━━ RECORDS FOR PROCESSING
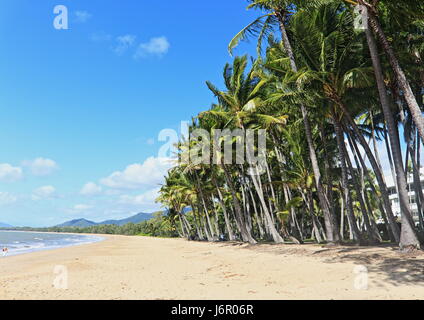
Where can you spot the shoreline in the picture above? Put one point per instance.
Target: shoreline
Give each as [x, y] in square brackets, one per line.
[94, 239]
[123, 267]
━━━━
━━ RECORDS FOR PROCESSING
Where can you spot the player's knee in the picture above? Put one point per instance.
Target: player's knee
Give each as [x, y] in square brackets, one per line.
━━━━
━━ RECORDS FOR PROCESSING
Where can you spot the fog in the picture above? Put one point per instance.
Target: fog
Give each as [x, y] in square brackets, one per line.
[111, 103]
━━━━
→ **DO THIS**: Pull out each line above that contains the word "player" and copy it in full. Case counts.

→ **SOLUTION TO THIS EXERCISE**:
Where can you spot the player's knee in the picture above? Put one point per instance.
Target: player's knee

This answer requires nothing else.